[Start of Listing]
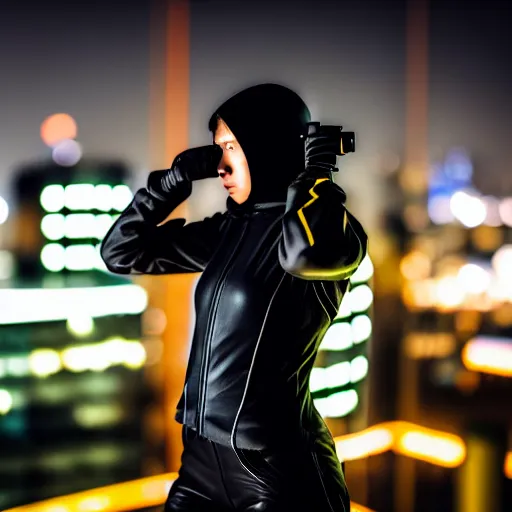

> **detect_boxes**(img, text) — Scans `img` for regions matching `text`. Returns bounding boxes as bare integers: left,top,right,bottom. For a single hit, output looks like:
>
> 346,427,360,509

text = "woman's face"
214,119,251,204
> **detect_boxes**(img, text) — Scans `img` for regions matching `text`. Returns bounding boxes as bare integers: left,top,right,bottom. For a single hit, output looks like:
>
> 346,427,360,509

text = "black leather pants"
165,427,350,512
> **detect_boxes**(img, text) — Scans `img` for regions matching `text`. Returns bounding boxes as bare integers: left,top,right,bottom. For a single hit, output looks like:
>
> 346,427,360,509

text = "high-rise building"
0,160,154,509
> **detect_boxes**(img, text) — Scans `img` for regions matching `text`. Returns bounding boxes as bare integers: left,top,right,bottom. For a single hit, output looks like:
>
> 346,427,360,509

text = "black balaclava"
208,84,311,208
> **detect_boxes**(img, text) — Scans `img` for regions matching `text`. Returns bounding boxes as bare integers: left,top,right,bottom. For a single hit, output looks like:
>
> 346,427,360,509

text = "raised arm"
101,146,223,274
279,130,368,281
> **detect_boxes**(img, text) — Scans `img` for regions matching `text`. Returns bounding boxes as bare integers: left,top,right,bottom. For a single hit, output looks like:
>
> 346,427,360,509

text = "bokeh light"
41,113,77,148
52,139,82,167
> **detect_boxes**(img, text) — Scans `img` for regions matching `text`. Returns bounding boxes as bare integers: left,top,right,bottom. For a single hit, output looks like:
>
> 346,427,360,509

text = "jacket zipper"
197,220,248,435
[End of Listing]
[Start of Listing]
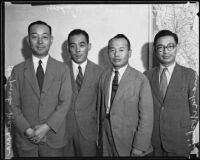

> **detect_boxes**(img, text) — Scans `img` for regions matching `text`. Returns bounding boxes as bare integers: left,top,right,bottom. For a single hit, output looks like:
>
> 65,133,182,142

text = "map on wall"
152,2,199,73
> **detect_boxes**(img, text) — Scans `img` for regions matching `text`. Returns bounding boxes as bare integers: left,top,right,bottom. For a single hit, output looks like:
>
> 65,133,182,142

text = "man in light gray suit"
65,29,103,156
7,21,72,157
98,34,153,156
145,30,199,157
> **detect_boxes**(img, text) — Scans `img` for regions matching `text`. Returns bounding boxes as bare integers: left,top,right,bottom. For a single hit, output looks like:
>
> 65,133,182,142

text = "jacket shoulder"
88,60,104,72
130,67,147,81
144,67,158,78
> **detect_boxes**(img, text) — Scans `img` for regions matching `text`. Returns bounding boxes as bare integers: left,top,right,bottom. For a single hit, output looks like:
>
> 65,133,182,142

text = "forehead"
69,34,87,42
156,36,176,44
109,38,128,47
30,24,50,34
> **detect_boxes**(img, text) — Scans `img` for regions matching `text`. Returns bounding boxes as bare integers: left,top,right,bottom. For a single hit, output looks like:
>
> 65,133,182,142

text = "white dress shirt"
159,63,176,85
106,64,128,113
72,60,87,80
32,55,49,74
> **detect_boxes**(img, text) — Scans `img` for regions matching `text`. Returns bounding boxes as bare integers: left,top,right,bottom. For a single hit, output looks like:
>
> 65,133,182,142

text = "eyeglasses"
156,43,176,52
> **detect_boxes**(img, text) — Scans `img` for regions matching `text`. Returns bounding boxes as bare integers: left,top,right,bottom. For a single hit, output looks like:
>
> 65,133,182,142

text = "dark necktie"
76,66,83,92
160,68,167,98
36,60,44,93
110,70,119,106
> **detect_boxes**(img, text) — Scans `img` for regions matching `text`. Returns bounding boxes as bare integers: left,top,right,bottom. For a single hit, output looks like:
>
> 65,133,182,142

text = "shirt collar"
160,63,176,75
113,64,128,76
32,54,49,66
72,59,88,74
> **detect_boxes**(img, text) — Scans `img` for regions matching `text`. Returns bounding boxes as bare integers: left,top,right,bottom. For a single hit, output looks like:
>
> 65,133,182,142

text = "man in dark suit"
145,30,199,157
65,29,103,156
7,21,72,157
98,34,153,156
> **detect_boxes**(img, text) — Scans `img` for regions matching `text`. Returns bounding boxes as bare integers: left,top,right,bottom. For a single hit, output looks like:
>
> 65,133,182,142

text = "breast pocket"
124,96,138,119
[End of Listing]
» **Directions**: Pull every line from the records above that contains the string "black", copying each such line in full.

» **Response for this exercise**:
text = "black leather pants"
text = "black balaclava"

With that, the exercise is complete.